• Given task
Reproduce the following rows verbatim, each line unchanged.

Data entries:

## BEGIN

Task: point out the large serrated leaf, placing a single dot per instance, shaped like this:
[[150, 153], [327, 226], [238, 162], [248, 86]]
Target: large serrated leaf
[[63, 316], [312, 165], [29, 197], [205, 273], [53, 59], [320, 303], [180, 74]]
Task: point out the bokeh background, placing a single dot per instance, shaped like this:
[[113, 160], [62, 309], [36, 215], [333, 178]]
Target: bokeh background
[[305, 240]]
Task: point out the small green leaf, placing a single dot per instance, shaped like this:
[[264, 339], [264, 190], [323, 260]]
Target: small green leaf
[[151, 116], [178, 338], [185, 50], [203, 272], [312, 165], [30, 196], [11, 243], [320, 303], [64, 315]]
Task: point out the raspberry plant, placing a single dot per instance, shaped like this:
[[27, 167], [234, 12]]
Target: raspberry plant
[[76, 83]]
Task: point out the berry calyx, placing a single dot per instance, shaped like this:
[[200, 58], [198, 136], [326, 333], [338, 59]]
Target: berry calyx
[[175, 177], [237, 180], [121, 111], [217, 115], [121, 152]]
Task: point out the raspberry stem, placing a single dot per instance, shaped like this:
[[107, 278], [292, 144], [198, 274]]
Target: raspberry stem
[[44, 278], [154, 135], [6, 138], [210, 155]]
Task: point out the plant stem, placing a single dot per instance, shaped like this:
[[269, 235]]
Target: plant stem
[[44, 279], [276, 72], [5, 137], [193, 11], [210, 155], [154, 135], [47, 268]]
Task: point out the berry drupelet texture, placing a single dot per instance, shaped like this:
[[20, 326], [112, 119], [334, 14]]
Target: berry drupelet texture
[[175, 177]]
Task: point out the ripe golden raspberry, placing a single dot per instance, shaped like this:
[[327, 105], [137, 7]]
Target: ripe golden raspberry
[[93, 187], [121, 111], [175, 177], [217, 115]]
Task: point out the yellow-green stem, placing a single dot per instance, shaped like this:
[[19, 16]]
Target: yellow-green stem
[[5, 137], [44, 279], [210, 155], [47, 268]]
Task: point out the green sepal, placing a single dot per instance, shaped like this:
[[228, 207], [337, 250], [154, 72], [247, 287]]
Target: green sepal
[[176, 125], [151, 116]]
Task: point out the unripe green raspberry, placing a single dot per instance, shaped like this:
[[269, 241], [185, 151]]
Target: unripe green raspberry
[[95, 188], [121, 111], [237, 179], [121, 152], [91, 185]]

## END

• The completed task
Task: point out the large serrated leaf, placing a single dot per instance, shaped like this:
[[150, 153], [327, 226], [238, 162], [248, 86]]
Target: large serrated leaf
[[63, 316], [312, 165], [29, 197], [205, 273], [53, 59], [320, 303], [180, 74]]
Task: point out the bokeh background, placing a single dot per instance, shaped like this:
[[113, 160], [62, 309], [36, 215], [333, 178]]
Target: bokeh background
[[305, 240]]
Task: point out the small green leaf, placing a single dot per instance, shaped like this:
[[264, 339], [264, 190], [323, 260]]
Target: small green leaf
[[151, 116], [178, 338], [185, 50], [203, 272], [312, 165], [30, 196], [11, 243], [320, 303], [64, 315]]
Task: point out the raspberry plant, placing a single dot per instance, shaped like this:
[[27, 167], [234, 12]]
Target: raspberry plant
[[76, 83]]
Task: point out the berry calyx, placing a single dot per instance, shaped like this:
[[200, 58], [198, 136], [326, 333], [338, 59]]
Target: berry calyx
[[175, 177], [237, 180], [121, 111], [217, 115], [121, 152]]
Task: point out the raspberry stem, placing a single dot per instance, shaped like this:
[[107, 278], [292, 144], [198, 274]]
Target: raspberry stem
[[44, 278], [154, 135], [6, 138], [210, 155]]
Task: point out the plant stem, placing a single dot per instance, shaped like this:
[[269, 235]]
Target: plant stem
[[44, 279], [276, 72], [5, 137], [193, 11], [210, 155], [154, 135], [47, 268]]
Task: point out the berry drupelet texture, placing a single dot per instance, shaped like this:
[[20, 326], [112, 119], [334, 14]]
Target: berry drupelet texture
[[175, 177]]
Task: point out the ripe golden raspberry, placing a single dot per instance, shaped like this:
[[327, 105], [137, 7]]
Target: ripe golden raspberry
[[93, 187], [121, 111], [175, 177], [217, 115]]
Task: point out the yellow-green stem, placing a single dot per instance, shaped like this:
[[19, 16]]
Target: yellow-green stem
[[5, 137], [44, 279], [210, 155], [47, 268]]
Task: point out the green sepal, placing a single dot per instance, shaped like this:
[[228, 207], [337, 250], [154, 72], [247, 287]]
Target: green sepal
[[176, 125], [151, 116]]
Task: point out the unripe green raspberry, placing a single dot per instance, shaped like this:
[[269, 241], [185, 151]]
Target: unripe green raspberry
[[95, 188], [121, 111], [237, 179], [121, 152], [91, 185]]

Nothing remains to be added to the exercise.